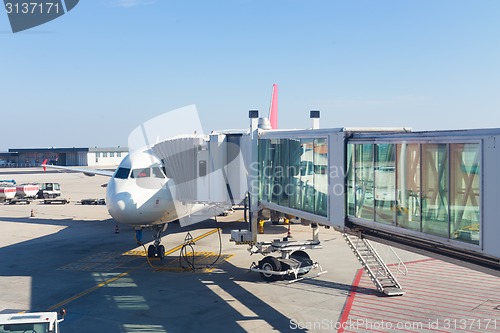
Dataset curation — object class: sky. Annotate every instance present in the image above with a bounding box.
[0,0,500,151]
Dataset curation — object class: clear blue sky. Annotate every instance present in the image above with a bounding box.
[0,0,500,150]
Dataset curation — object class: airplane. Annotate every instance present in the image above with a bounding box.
[42,84,278,259]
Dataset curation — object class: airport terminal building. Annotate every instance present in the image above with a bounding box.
[0,147,128,168]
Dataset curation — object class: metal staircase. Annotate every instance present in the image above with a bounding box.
[342,233,405,296]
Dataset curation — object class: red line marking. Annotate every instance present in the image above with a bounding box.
[337,268,363,333]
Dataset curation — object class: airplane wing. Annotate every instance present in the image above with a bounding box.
[41,160,115,177]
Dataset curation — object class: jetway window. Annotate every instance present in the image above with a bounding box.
════
Direction –
Rewrite all of the records above as a numbered list, skipping blank lines and leaving out the pictures.

Finished answer –
1. Dataset curation — object class: sky. Annotate every instance present in the image above with a bounding box.
2. [0,0,500,151]
3. Dataset curation — object class: clear blue sky. Annotate every instance present in the image above with a bounding box.
4. [0,0,500,150]
5. Dataset curation — object class: airplane. Annotate every instance present in the image above with a bounding box.
6. [42,84,278,259]
7. Dataset curation — object class: airport terminal building. Annotate every instance present in the image above with a bounding box.
8. [0,147,128,168]
9. Dataset curation — object class: metal staircase. Annotate every instance present in the image above with a bounding box.
10. [342,233,405,296]
11. Dataset curation — object class: red line marking. Annotate every instance present in the image above with a bounding box.
12. [337,268,363,333]
13. Dataset curation — object class: airplane wing. Annotate every instance present in the image above with a bounding box.
14. [41,160,115,177]
15. Dataset curation — object class: jetway window. Annotate every instance present in the image above with a bounding box.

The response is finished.